- Objetivo 1
No relato do domingo com a filha, qual livro é mostrado a Clara depois do almoço, e de quem ele é?
- Objetivo 2
Dê continuidade ao relato do domingo com a filha a partir da última frase.

- Texto apresentado

^^^^^^^^

Um
domingo entre Lacônia e alguns livros
Hoje
minha filha Clara veio almoçar comigo.
Após
matar a fome e a saudade, entre o café e a sobremesa, assunto vem, assunto vai,
mostrei pra ela um dos livros que ando lendo, “Engole esse choro”, da Laura
Peixoto, “uma das pessoas que faz aquelas lives comigo, lembra?”
Aquela
conversa de pai enchendo o saco para os filhos largarem o celular e lerem mais
livros, sabe como é?
Falei que
estava gostando porque apareciam cenas e personagens que me eram familiares,
numa época em que eu era ainda muito criança pra entender qualquer coisa. Era
como se alguns véus que cobriam aquela sociedade bastante fechada fossem
erguidos. Nem todos, é claro.

^^^^^^^^

- Material selecionado
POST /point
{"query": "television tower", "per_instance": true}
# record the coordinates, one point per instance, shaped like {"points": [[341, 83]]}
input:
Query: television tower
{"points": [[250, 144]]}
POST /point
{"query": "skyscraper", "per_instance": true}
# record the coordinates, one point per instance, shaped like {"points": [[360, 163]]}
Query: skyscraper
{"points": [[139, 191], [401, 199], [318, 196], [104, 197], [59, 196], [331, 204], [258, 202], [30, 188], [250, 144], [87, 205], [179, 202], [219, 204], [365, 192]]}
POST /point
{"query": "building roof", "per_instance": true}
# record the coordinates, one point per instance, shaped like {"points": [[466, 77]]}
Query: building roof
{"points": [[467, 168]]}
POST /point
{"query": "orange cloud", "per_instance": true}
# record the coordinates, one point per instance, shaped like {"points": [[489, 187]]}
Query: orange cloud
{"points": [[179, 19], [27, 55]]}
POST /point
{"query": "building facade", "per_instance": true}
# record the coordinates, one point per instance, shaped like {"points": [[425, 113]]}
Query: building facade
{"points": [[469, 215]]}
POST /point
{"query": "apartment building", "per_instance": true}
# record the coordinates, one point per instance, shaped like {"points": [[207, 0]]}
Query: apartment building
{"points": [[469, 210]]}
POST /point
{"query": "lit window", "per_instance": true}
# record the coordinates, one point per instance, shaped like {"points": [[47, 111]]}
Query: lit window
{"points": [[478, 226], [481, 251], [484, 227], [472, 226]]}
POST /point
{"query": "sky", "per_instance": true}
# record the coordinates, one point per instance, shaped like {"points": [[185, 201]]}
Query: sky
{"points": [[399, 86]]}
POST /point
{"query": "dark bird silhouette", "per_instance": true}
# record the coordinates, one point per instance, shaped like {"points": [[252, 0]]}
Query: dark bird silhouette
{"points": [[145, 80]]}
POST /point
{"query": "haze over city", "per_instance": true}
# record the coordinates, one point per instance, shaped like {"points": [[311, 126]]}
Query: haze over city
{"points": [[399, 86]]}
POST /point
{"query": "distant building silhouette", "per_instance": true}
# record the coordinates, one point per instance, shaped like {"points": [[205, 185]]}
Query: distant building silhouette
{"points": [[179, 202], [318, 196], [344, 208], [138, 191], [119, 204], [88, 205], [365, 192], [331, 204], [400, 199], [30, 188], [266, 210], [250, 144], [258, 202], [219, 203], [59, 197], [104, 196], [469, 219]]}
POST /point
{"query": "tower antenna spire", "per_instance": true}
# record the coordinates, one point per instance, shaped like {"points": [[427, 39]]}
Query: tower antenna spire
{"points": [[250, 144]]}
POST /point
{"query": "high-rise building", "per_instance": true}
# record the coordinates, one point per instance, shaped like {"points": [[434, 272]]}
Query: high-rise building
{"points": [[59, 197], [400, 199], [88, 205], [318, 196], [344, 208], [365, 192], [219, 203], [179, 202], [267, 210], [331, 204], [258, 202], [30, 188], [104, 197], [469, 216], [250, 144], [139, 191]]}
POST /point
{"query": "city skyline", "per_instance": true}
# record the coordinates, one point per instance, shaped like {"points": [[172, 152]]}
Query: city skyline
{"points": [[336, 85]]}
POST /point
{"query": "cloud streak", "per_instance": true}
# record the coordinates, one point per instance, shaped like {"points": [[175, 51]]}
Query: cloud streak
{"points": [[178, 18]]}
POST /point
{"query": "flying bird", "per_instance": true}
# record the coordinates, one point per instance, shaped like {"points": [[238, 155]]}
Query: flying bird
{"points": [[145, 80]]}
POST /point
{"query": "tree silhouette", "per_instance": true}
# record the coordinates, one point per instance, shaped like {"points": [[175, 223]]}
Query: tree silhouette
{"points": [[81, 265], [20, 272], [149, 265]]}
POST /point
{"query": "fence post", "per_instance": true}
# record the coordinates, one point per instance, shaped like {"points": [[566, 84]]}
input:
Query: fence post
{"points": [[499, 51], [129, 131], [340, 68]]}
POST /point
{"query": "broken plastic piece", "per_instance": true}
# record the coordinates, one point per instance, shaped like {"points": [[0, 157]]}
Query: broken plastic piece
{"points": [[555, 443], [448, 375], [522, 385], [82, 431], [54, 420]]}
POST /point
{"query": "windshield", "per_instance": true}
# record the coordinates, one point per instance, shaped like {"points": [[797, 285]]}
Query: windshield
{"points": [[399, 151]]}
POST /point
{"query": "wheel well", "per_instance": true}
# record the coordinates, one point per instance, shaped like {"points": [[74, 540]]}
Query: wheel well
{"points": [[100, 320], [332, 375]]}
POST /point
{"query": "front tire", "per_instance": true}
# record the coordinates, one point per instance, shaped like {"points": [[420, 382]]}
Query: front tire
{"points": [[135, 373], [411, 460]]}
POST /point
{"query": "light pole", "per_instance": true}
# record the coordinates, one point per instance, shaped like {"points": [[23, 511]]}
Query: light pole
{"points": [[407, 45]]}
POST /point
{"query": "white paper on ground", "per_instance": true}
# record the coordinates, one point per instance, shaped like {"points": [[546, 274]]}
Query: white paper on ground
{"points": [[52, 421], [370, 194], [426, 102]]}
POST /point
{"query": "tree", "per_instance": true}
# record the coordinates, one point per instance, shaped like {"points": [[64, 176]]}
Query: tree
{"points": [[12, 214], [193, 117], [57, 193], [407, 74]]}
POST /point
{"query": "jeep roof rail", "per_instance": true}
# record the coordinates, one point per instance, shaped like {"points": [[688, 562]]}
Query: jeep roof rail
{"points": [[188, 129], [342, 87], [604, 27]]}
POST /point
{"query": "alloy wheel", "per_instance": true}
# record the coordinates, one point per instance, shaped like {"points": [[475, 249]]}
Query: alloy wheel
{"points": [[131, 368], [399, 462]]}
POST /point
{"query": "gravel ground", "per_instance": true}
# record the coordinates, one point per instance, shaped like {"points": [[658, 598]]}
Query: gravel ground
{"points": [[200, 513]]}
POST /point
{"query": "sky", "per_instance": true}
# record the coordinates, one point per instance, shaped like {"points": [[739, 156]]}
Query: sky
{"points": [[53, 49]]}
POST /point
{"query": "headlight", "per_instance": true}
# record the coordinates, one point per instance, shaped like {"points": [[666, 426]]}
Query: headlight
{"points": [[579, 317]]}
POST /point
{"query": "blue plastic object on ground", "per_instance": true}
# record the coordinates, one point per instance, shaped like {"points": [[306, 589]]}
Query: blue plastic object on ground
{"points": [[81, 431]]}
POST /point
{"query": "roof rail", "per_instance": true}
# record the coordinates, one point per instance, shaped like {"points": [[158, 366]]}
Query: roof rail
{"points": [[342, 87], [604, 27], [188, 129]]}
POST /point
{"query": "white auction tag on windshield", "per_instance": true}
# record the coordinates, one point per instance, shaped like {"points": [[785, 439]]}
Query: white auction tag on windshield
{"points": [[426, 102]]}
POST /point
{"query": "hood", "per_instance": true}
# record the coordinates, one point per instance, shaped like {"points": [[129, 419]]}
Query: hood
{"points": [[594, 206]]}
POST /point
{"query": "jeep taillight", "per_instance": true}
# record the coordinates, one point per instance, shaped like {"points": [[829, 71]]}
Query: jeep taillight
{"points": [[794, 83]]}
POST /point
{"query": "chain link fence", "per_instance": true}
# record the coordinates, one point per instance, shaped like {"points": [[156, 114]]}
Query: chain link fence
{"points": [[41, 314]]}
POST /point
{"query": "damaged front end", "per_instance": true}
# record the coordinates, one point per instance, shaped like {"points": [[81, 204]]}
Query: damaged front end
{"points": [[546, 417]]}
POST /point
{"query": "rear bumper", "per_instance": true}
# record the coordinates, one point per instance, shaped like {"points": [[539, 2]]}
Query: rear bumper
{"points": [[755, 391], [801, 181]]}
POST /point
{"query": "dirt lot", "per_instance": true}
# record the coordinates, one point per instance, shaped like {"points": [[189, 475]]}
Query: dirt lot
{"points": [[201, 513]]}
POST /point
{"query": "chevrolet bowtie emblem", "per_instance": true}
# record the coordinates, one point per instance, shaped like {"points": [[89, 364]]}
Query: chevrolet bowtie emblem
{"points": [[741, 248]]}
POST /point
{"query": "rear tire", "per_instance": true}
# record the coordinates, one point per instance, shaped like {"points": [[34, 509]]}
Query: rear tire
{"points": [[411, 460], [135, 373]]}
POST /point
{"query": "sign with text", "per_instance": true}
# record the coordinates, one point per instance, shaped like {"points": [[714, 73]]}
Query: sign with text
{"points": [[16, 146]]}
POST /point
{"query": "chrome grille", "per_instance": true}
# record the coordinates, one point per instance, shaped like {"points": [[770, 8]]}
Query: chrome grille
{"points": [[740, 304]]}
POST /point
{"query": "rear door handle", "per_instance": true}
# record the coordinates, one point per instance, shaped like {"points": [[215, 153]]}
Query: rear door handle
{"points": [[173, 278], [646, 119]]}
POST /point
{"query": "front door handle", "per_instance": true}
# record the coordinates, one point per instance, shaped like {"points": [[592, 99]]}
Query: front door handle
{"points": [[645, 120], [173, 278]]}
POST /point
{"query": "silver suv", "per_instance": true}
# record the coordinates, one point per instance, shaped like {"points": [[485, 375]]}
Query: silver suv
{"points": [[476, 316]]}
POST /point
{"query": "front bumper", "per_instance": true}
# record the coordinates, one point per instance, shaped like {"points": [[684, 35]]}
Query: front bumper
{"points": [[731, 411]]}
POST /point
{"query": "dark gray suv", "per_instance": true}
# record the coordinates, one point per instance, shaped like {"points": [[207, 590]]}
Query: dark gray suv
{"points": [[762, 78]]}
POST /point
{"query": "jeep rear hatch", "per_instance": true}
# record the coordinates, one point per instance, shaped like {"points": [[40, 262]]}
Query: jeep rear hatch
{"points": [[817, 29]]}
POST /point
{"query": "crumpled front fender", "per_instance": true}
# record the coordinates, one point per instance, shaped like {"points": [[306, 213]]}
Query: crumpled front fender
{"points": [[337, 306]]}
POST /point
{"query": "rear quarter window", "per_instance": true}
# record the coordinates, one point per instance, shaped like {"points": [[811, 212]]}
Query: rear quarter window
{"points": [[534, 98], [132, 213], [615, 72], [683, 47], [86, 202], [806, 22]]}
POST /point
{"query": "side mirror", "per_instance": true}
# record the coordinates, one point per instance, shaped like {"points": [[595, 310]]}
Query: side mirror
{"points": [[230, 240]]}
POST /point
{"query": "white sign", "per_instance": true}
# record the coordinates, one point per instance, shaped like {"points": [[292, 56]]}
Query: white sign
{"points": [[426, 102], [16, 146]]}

^^^^^^^^

- Resposta do exercício 1
“Engole esse choro”, de Laura Peixoto.

- Resposta do exercício 2
Eu me
referia especialmente à política e às consequências da ditadura de 1964,
assuntos sobre os quais era recomendável calar, na minha casa e na cidade
inteira. Pessoas que eram presas ou fugiam, denunciadas por vizinhos, com
razões não muito nobres. Mas também as novidades do mundo globalizado: o rock,
os cabeludos, as drogas...
Para
ilustrar o contexto, falei para a Clara sobre o lajeadense Flávio Tavares, a
quem fui apresentado em 2000 e que ao ouvir meu sobrenome logo perguntou pelo
meu pai, de quem tinha sido colega de aula. Mostrei a ela o seu tocante livro
“Memórias do Esquecimento”, e resumi como pude a biografia do autor, comentando
que até hoje eu nunca vira um gesto de reconhecimento a esse notável homem
público, escritor e jornalista por parte de sua cidade natal; e o que sua
família deve ter sofrido na época.
Lembrei até de contar à Clara (que é vegana)
um detalhe específico do livro: o autor deixou de comer carne e relacionava
essa decisão com a experiência de ter sido torturado.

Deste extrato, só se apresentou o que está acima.